* _Text block_:
Both Eurogroup and ECOFIN adopted the Commission's proposal, based on which the
Greek moves aimed at cutting the deficit were neither appropriate nor adequate.
A European Union investigation has found that Greece broke the eurozone's
critical deficit ceiling of 3% of GDP every year since 1998, contrary to the
earlier claim that it stuck to the rules. The European Commission said that
there was no legal basis to throw Greece out of the single currency, which it
joined in 2001 on the back of the grossly misleading deficit data.
Greece is likely to escape expulsion from the euro, even though it has been
revealed that Athens gave false deficit figures to enable it to join the single
currency. That was under the previous Socialist Party (Pasok) government, voted
out last March. The new government of Costas Karamanlis's New Democracy cannot
be blamed, since Karamasnlis and his supporters wee strongly critical of Pasok
profligacy at the time.
The EU, nevertheless, raised the pressure on Greece on January 18th, saying it
faces a hefty fine because its 2005 budget deficit will be 3.6 percent of gross
domestic product - well over the maximum 3 percent allowed under the stability
rules of the euro.
EU Finance Commissioner Joaquin Almunia is to recommend austerity measures for
Greece that must be approved by the EU finance ministers. Never since the euro
came into circulation in 2002 has the EU gone so far in taking legal steps
against a violator of the currency's stability rules.
In 2003, it took on France and Germany for running excessive budget gaps.

[Image point grounding data]
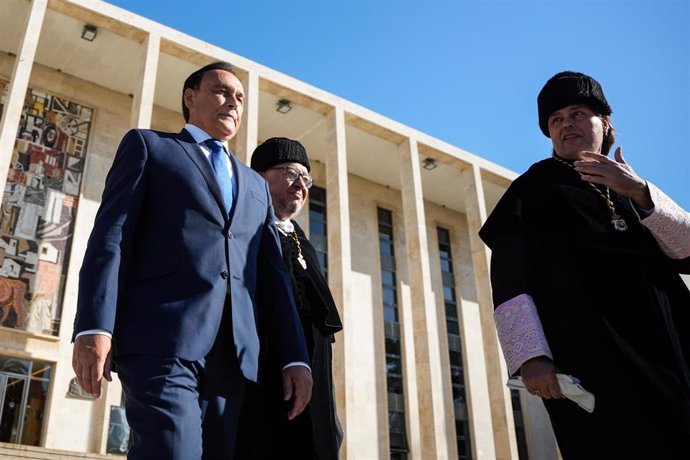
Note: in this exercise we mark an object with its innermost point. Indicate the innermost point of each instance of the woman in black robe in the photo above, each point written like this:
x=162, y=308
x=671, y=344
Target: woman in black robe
x=585, y=270
x=265, y=431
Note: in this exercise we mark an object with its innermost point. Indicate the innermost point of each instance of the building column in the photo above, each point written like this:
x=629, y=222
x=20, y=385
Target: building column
x=248, y=135
x=18, y=85
x=496, y=371
x=424, y=349
x=352, y=394
x=142, y=104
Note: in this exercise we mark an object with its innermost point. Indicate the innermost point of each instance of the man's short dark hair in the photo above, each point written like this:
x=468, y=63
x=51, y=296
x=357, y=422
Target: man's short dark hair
x=194, y=80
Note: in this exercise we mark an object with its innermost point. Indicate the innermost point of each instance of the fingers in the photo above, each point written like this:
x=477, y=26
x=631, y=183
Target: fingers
x=287, y=386
x=539, y=376
x=91, y=361
x=618, y=155
x=297, y=382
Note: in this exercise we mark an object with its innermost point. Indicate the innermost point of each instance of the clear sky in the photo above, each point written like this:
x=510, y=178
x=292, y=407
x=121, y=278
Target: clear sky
x=468, y=72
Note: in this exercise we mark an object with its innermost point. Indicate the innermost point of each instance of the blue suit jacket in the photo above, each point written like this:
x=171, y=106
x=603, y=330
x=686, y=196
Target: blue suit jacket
x=164, y=253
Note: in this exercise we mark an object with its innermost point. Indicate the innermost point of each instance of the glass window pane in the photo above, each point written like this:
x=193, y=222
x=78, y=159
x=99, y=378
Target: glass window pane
x=14, y=365
x=11, y=408
x=33, y=417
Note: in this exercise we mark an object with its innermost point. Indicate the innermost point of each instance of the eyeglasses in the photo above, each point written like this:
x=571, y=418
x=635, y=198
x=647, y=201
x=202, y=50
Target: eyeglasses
x=292, y=175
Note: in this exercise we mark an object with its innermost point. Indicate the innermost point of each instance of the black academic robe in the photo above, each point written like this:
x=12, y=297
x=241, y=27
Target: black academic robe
x=265, y=432
x=615, y=312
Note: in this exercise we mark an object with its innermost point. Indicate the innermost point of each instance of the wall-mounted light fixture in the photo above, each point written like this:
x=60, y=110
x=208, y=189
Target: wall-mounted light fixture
x=283, y=106
x=429, y=163
x=89, y=32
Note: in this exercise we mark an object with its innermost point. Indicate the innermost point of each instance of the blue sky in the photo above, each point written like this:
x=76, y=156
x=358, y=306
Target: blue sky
x=468, y=72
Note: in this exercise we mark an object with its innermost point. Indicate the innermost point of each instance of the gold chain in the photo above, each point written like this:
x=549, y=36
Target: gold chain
x=300, y=258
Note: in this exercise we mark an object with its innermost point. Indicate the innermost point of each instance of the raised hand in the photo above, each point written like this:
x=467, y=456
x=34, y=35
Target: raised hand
x=616, y=174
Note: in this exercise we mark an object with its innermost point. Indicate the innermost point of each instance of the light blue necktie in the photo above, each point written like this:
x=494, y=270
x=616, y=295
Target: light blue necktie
x=220, y=167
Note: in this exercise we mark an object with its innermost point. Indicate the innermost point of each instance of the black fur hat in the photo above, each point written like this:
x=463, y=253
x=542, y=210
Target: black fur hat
x=567, y=88
x=278, y=150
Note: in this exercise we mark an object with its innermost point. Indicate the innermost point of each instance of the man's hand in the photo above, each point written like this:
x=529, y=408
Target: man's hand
x=297, y=385
x=616, y=175
x=539, y=376
x=91, y=361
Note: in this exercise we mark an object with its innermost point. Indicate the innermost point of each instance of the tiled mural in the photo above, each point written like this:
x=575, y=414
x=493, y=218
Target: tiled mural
x=39, y=204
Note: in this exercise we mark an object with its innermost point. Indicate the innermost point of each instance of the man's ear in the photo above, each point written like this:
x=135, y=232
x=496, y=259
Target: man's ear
x=189, y=97
x=606, y=121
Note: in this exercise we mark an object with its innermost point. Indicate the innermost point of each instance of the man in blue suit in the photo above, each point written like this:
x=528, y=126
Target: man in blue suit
x=182, y=264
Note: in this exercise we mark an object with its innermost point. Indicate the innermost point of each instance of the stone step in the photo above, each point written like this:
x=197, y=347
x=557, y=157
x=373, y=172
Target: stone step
x=17, y=451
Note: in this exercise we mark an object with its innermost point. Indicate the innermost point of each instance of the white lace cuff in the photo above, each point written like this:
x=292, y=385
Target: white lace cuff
x=520, y=332
x=670, y=225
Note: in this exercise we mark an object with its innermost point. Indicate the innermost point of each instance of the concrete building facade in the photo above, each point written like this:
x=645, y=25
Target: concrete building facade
x=394, y=212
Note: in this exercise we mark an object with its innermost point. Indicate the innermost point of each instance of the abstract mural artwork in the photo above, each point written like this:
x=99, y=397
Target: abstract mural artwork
x=39, y=204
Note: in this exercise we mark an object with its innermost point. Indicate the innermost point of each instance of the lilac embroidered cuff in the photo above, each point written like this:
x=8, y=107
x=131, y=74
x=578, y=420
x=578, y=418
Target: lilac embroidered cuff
x=520, y=332
x=670, y=225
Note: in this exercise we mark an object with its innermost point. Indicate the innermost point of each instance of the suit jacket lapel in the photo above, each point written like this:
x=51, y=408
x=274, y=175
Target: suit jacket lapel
x=240, y=183
x=193, y=150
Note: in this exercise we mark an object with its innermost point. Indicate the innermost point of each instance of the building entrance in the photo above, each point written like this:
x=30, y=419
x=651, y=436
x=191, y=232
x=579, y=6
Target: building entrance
x=12, y=406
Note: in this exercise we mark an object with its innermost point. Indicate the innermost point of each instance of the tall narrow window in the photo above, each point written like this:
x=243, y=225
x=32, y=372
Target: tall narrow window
x=23, y=394
x=462, y=426
x=394, y=371
x=38, y=208
x=318, y=229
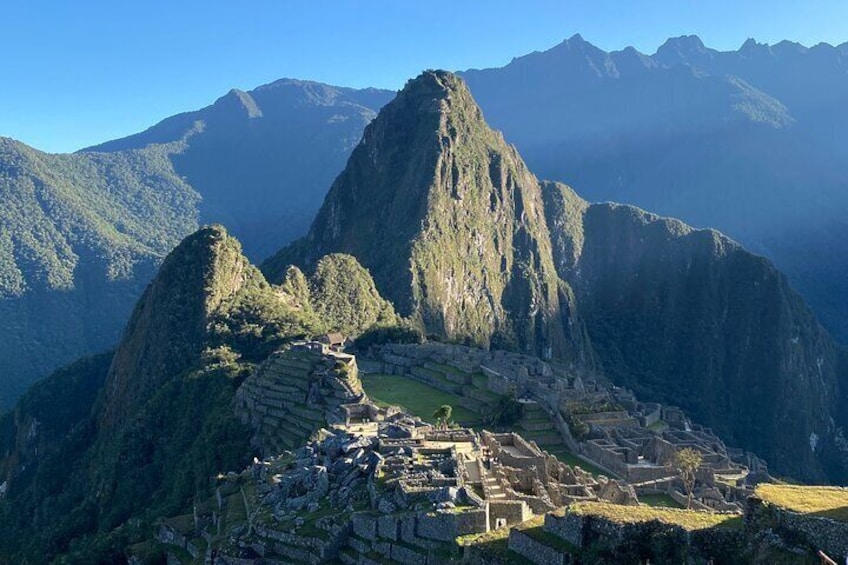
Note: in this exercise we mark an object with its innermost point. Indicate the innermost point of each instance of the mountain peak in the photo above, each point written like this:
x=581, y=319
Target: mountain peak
x=682, y=49
x=449, y=221
x=168, y=327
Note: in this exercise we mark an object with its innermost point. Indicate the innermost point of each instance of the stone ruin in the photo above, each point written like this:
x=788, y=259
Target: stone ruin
x=344, y=479
x=632, y=440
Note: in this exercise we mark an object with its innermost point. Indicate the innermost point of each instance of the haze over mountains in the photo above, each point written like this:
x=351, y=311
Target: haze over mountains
x=482, y=251
x=679, y=313
x=751, y=142
x=84, y=233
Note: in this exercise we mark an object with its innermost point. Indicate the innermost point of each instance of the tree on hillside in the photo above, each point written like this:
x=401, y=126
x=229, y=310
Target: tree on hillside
x=687, y=461
x=443, y=415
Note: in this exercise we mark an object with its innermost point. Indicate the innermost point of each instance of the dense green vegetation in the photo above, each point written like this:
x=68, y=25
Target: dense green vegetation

* _Activity list_:
[1] Output the portion of the passage on the Greek deficit starting with "EU Finance Commissioner" and going on through "excessive budget gaps.", copied verbatim.
[2] Translate into French the following sentence from the passage on the Greek deficit: "A European Union investigation has found that Greece broke the eurozone's critical deficit ceiling of 3% of GDP every year since 1998, contrary to the earlier claim that it stuck to the rules."
The records are separate material and are unrelated to the passage on the Greek deficit.

* _Answers by item_:
[1]
EU Finance Commissioner Joaquin Almunia is to recommend austerity measures for
Greece that must be approved by the EU finance ministers. Never since the euro
came into circulation in 2002 has the EU gone so far in taking legal steps
against a violator of the currency's stability rules.
In 2003, it took on France and Germany for running excessive budget gaps.

[2] Une enquête de l'Union européenne a révélé que la Grèce a enfreint chaque année depuis 1998 le plafond critique de déficit de la zone euro, fixé à 3 % du PIB, contrairement à l'affirmation antérieure selon laquelle elle respectait les règles.